# Start of Text to read

The wolves have been slaughtered now.

        

         The black snout, sulphur body, extended paws enriched his childhood dreams of the speaker. The fear and terror of the wind sniffer, throat catcher is a thrilling experience for a child to dream. The speaker seems to be thankful to the wolf for enriching his bedtime stories. He draws the line between past and present by showing the stark difference between the childhood experience of himself and of his daughter. The poet is nostalgic to his past: the wolf's "cries drew a ring/ around my night/a child's night in a village/ on the forest edge. This rich experience of the poet is replaced by his daughter's; it is the "hedge of smoking gun-barrels" that "ring" his "daughter's dreams" and not the cry of the wolf. The "gun-barrel" carries with it the smoke of colonialism which is at large responsible for the exploitation of not only nature, but the rich folk and myth associated with it.

        

         Similarly, the poem "Hawk" is remarkable for Daruwalla's selection of a distinctive variety of bird: it is the "Wild Hawk King." Some of the varieties of this bird are very rare and nearing extinction. Daruwalla employs the image of the Hawk to represent the frustrated young man who is forced to work in a corrupt bureaucratic system. Leaving aside the symbolic significance, an ecocritical understanding of the following lines quoted from the poem "Hawk" directly refers to the complete degradation of the ecosystem where no living organism could strive:

 

"The land beneath him was filmed with salt,

grass, seed, insect, bird, nothing could strive here."

(5-7)

        

         The 'Hawk' is said to be "a rapist" in the harem of the sky, he kills his prey for survival primarily and to satisfy his "barbed passion" as a master craftsman. Daruwalla tries to justify the passion of the "Wild Hawk King" as something he inherited from nature, hence something natural in him. The hawk is a bird of prey and the ecosystem demands him to play his allotted part. He skilfully points out the stark difference in the temperament of the wild hawk and "tamed ones" with the adjective "worse." He emphatically points out that "the tamed ones are worse," for "he is touched by men." He attempts to portray the superiority of reason in subjugating nature.

 

his eyelids are sewn with silk

as he is broken to the hood

He is momentarily blinded, starved.

Then the scar over his vision is perforated.

(22-25)

 

         Daruwalla's concern in this poem is to highlight man's inhuman domination of the environment which is leading to environmental crisis. The Hawk King is a bird with extraordinary physical prioresses with sharp curved talon for capturing prey, razor-sharp beak to tear off flesh in a moment and its capacity to fly swiftly in high speed. The extinction of such a precious bird is a great damage to the biodiversity. Hawking is an ancient game and most popular among noble families. Hawks are most popular companions of hunters but in the recent time due to the extinction of this bird, Hawking is not allowed in most counties, including India.

 

         In another beautiful poem "Fish" Daruwalla relates the incident of discovering a huge fish lying by the sea. The account of the physical proximity of the fish reveals the poet's high sense of aesthetic and fascinates the readers with the marvel of nature:

 

her tin coloured barnacles

and a long threaded rose moles

patterned on her body.

# End of Text to read
# Start of Extracted information

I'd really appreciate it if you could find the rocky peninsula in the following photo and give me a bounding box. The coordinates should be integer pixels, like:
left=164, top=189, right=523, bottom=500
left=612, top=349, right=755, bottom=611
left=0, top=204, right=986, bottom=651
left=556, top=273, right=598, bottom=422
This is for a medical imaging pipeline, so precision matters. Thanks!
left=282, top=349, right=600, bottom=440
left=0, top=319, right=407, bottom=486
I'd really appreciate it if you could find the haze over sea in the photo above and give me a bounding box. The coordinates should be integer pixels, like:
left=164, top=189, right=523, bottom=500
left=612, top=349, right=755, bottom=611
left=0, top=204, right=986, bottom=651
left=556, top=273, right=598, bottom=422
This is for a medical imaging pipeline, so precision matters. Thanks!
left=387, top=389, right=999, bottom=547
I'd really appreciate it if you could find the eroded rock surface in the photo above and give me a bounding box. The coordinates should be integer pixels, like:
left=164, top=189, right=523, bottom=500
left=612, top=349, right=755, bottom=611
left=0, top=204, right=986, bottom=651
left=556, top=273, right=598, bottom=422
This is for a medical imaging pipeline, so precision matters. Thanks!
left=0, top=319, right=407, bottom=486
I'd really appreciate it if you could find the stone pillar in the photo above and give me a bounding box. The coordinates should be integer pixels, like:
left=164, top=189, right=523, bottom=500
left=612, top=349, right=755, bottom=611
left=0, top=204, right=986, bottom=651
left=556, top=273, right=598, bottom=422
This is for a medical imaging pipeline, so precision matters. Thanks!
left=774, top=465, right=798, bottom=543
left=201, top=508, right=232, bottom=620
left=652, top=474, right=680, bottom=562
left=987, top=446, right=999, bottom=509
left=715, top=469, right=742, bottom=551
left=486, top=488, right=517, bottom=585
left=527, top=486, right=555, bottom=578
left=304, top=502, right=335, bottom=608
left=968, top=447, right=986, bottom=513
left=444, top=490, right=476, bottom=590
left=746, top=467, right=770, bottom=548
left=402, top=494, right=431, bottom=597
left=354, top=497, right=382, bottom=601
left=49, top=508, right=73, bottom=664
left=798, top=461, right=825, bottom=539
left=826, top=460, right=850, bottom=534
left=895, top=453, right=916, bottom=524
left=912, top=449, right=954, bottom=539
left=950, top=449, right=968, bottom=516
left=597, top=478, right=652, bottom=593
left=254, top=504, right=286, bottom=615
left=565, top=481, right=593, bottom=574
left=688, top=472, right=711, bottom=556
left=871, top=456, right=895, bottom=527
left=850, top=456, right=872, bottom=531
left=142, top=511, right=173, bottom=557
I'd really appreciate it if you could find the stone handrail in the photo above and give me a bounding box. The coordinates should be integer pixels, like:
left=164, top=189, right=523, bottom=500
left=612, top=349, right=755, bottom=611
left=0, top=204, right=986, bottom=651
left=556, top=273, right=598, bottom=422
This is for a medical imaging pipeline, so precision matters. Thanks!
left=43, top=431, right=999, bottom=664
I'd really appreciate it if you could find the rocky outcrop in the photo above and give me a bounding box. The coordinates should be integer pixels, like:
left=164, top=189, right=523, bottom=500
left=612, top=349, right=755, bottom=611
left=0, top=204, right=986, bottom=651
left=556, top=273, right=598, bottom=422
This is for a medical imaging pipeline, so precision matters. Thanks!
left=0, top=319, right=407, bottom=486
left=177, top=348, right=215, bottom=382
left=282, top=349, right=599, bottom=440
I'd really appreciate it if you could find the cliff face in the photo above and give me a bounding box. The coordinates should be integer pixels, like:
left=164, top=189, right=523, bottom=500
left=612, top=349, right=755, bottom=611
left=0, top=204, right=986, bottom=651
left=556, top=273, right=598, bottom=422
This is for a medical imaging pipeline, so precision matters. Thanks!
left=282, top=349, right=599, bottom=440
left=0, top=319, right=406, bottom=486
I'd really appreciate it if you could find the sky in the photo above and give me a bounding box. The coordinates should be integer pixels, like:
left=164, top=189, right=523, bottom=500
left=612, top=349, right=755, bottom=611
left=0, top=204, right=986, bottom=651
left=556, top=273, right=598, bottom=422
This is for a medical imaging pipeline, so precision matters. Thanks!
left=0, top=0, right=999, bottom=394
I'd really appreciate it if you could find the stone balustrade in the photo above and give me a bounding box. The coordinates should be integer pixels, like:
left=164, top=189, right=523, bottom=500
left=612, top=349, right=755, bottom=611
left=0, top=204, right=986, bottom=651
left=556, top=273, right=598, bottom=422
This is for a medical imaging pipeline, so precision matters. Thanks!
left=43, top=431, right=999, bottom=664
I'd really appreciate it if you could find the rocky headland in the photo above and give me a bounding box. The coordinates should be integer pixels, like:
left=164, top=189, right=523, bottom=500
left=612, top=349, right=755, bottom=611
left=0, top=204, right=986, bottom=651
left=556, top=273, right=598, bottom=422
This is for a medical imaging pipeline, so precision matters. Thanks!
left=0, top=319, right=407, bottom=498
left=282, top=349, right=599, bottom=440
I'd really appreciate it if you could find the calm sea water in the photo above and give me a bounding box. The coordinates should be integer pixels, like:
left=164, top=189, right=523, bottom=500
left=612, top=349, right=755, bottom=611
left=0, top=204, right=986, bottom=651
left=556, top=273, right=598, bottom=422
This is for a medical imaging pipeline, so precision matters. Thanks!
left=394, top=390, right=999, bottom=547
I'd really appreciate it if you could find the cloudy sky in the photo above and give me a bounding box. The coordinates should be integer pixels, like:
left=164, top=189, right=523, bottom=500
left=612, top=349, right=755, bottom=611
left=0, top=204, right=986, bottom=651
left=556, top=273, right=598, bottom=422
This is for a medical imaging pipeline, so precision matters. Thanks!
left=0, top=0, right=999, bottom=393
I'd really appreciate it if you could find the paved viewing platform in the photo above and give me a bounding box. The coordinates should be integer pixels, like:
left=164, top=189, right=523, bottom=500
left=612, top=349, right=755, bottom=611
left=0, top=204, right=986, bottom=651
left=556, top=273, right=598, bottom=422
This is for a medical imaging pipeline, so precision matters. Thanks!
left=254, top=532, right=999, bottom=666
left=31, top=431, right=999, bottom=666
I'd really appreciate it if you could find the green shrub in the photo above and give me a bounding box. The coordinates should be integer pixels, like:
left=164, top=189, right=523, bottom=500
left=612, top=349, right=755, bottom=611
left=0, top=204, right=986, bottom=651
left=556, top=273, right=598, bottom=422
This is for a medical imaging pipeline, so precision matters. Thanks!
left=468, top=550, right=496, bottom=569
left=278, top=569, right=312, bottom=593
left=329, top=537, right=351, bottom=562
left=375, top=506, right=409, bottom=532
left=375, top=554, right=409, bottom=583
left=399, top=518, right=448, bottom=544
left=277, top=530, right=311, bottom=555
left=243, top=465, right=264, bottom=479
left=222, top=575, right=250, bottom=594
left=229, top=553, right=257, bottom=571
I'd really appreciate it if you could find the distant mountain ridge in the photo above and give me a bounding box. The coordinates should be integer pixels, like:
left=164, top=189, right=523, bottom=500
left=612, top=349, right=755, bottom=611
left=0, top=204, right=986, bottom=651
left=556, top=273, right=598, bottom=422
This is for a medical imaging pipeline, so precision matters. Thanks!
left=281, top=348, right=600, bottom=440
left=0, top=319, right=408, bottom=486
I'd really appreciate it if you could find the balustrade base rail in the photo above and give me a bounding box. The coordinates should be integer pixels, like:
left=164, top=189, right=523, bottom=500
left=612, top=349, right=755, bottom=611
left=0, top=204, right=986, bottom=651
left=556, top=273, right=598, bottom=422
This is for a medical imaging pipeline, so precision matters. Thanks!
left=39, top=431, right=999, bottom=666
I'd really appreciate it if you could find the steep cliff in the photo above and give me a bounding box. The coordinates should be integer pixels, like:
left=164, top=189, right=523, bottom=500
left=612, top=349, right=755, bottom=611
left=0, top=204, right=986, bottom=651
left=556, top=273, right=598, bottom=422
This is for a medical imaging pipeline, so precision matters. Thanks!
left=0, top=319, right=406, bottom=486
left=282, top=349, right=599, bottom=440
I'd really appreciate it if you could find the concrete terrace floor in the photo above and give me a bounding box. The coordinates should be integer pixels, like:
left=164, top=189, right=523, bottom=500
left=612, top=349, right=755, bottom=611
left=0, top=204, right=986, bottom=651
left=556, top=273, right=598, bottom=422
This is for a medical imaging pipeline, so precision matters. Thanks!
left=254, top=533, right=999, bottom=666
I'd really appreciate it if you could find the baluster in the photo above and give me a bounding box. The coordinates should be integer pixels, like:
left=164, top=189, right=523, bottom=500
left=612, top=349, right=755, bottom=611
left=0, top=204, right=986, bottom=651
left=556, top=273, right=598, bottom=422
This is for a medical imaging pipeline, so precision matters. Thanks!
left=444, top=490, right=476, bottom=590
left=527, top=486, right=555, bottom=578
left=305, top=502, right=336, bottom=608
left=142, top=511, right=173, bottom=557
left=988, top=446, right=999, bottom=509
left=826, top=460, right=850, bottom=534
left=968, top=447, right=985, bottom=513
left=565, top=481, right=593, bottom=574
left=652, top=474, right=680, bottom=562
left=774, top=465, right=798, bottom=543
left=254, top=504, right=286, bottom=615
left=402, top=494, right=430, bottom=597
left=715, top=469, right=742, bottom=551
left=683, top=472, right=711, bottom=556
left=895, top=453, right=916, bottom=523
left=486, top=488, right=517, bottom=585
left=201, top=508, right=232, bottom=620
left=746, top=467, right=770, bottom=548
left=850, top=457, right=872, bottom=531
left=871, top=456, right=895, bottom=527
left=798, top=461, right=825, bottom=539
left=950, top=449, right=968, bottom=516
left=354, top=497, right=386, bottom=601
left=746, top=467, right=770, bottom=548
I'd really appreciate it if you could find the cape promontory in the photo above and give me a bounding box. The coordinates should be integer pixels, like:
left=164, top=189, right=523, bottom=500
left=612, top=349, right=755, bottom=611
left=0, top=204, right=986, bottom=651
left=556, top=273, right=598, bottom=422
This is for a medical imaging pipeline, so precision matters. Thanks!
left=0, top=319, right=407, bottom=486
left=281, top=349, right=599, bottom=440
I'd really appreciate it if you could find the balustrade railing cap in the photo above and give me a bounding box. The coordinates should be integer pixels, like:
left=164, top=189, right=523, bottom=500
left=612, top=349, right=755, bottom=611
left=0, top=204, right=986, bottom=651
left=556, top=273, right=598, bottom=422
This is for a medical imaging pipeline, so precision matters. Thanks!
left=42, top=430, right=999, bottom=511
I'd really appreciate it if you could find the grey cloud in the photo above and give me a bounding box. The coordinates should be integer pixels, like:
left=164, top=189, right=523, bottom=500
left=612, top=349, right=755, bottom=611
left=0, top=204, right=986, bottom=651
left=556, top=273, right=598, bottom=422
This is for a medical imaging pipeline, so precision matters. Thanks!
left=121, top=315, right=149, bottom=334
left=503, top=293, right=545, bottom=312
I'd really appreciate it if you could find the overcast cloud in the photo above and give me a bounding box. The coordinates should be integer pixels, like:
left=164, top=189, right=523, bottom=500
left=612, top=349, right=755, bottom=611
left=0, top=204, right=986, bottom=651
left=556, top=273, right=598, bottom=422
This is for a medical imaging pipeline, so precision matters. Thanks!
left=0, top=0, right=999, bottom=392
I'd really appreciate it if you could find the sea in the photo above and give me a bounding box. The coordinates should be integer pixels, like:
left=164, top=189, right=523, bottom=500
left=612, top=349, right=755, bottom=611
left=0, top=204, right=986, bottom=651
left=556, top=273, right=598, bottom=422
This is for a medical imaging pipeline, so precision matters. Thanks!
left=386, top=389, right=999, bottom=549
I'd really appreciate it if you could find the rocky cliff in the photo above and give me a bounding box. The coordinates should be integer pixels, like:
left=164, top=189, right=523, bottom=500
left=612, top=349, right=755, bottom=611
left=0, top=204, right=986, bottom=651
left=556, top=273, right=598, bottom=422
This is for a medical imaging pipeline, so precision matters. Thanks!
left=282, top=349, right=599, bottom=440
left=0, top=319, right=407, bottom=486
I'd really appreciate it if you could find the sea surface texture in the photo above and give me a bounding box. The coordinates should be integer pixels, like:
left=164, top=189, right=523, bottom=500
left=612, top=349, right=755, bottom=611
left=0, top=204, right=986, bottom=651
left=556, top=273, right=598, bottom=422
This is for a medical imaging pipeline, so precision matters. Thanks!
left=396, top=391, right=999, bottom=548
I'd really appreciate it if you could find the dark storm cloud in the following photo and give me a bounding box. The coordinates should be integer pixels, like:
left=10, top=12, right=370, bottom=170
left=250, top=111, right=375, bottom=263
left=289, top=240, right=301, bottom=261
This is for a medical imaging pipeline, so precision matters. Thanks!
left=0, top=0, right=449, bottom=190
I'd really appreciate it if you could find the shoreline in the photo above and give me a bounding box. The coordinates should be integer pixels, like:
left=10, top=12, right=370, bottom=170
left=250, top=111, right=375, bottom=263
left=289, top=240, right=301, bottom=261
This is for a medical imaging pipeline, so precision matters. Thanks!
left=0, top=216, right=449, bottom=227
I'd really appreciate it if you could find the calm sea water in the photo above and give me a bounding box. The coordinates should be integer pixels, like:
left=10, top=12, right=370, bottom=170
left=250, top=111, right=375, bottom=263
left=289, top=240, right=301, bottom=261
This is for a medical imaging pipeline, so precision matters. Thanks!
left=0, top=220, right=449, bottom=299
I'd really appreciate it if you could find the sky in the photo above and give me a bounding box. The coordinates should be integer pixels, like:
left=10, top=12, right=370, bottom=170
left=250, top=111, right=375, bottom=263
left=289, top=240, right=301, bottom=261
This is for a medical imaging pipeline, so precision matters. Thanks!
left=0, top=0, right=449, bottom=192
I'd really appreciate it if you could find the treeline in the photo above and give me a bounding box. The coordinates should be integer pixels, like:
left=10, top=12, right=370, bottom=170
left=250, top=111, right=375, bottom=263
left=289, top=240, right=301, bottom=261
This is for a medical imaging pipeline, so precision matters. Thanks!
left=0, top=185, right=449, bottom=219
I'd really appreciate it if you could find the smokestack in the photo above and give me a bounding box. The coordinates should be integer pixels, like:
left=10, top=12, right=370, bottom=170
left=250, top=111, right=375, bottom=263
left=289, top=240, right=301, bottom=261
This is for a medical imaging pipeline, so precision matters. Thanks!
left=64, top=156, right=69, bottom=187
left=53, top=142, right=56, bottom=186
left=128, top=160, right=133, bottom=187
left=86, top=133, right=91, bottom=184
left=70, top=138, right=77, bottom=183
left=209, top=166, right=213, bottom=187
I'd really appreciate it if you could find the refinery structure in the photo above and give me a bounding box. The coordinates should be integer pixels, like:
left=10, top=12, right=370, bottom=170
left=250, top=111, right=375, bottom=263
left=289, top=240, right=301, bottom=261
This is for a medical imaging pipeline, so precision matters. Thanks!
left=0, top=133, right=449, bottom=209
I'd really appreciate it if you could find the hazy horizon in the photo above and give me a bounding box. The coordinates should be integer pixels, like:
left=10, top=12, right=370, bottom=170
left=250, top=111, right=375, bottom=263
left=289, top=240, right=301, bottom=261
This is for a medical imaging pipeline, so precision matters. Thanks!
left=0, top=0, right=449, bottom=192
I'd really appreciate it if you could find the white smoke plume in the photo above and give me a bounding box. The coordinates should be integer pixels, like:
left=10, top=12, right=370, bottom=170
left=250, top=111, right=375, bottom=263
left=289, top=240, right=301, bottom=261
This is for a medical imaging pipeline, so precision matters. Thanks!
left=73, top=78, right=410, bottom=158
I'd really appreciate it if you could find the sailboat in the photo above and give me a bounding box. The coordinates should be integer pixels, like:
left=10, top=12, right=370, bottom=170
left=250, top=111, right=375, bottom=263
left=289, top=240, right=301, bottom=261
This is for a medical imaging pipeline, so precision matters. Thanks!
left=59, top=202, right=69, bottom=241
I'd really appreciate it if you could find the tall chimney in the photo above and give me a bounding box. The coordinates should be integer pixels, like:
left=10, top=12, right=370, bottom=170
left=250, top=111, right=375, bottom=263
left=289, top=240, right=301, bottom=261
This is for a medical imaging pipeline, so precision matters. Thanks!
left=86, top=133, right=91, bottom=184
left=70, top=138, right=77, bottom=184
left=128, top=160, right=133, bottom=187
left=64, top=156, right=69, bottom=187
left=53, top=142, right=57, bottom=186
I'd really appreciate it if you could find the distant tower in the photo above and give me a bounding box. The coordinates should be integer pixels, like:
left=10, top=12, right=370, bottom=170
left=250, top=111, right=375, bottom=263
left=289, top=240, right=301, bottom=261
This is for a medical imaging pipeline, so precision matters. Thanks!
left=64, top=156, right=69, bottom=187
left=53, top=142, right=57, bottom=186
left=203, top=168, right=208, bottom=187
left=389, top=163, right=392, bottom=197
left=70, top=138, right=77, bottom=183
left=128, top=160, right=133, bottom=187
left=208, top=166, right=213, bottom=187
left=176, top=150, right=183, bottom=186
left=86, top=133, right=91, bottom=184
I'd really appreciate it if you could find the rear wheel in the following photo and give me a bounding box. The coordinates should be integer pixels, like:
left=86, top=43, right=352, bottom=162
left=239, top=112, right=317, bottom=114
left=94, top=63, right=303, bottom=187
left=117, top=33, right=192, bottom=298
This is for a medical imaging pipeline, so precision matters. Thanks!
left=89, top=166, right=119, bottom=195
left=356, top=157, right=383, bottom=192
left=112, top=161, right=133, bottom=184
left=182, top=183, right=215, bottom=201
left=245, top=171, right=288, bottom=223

# End of Extracted information

Decide whether each statement agrees with the essay on Daruwalla's poems. Answer yes or no and quote the words of the essay that decide it.
1. In the discussion of the wolves, the daughter's dreams are ringed by the cry of the wolf.
2. The essay says the tamed hawks are worse than the wild one.
3. In "Fish," the huge fish is found lying in a forest.

■ Final result:
1. No: "it is the "hedge of smoking gun-barrels" that "ring" his "daughter's dreams" and not the cry of the wolf."
2. Yes: "He emphatically points out that "the tamed ones are worse," for "he is touched by men.""
3. No: "Daruwalla relates the incident of discovering a huge fish lying by the sea."